Segment Start: DOCUMENT PASSAGE
I maintain that if wesley.crusher.die.die.die could grow up and have a very happy and successful life, there was no reason the rest of us can’t.
July 31st, 2012 at 3:31 pm
Mr Peacock still seems to be stuck in the “women do the sexy only for others” phase. Someone should force him to click the Avengers tag on AO3.
July 31st, 2012 at 5:27 pm
Wow! I had no idea CNN was selling storage space for emotional baggage. Sounds like dude has been shot down by girls that were out of his league and is attempting to prop up his ego by tearing them down.
I used to get this shit from his type all the time. I worked at a comic book store and was into the independent and smaller publishing house stuff. This was back when Image comics was a small house. I didn’t read anything DC/Marvel and thus, a poser. Some girl trolling for attention. You know, because if I wasn’t intimately familiar with the infinite universes of The Flash it totally invalidated the Smiley the Psychotic Button poster displayed prominently in my dorm room.
July 31st, 2012 at 6:03 pm
Bluntobject: And that is also a symptom of the real problem here … heh.
I still have some of those issues, but at least I realize they are my issues, and not someone else’s.
August 1st, 2012 at 12:15 pm
Jennifer,
You must be the one that Art Brut was singing about (around the 2:30 mark).
August 2nd, 2012 at 5:08 pm
Mike James,
““Geeks cease maturing mentally beyond eighth grade?””
Oh, yeah? Well, you’re a big poopie-head! :p
August 6th, 2012 at 2:06 pm
Devils advocate time:
1)telling a nerd— a real nerd, not a hipster with an iPad, and yes there’s a difference— telling a nerd that “junior/highschool is over, get over it” is often like telling an amputee “get over it, the war is over, you stepped on that landmine a decade ago.” (And yes that’s far less of an exaggeration than you think; they’re bloody diagnosing the omega-class kids coming out of high school with post traumatic stress syndrome. It’s that bad, and yes, it was worse than you remember.)
2)Is it or is it not understandable that the hardcore geeks and nerds and social outcasts should be just a LITTLE bit bitter that the Beautiful People, who would not even speak to them in their formative years, are now flocking over to call themselves ‘geeks’ now that it’s hip and trendy? As a wiser person once put it, it’s one thing to be biased against a group of people you’ve never seen before- it’s another to be unbiased about people who punched you in the face the last time you saw them.
Segment End: DOCUMENT PASSAGE
Segment Start: STORED DATA
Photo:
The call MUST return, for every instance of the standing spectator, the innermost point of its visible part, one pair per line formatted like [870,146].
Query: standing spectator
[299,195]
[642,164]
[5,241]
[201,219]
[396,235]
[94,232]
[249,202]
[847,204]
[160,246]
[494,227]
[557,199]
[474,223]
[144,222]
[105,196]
Segment End: STORED DATA
• EXERCISE DETAILS:
From the comment thread, extract the passage starting with "I still have" and going on through "than you remember.)", copied word for word.

• TASK RESPONSE:
I still have some of those issues, but at least I realize they are my issues, and not someone else’s.
August 1st, 2012 at 12:15 pm
Jennifer,
You must be the one that Art Brut was singing about (around the 2:30 mark).
August 2nd, 2012 at 5:08 pm
Mike James,
““Geeks cease maturing mentally beyond eighth grade?””
Oh, yeah? Well, you’re a big poopie-head! :p
August 6th, 2012 at 2:06 pm
Devils advocate time:
1)telling a nerd— a real nerd, not a hipster with an iPad, and yes there’s a difference— telling a nerd that “junior/highschool is over, get over it” is often like telling an amputee “get over it, the war is over, you stepped on that landmine a decade ago.” (And yes that’s far less of an exaggeration than you think; they’re bloody diagnosing the omega-class kids coming out of high school with post traumatic stress syndrome. It’s that bad, and yes, it was worse than you remember.)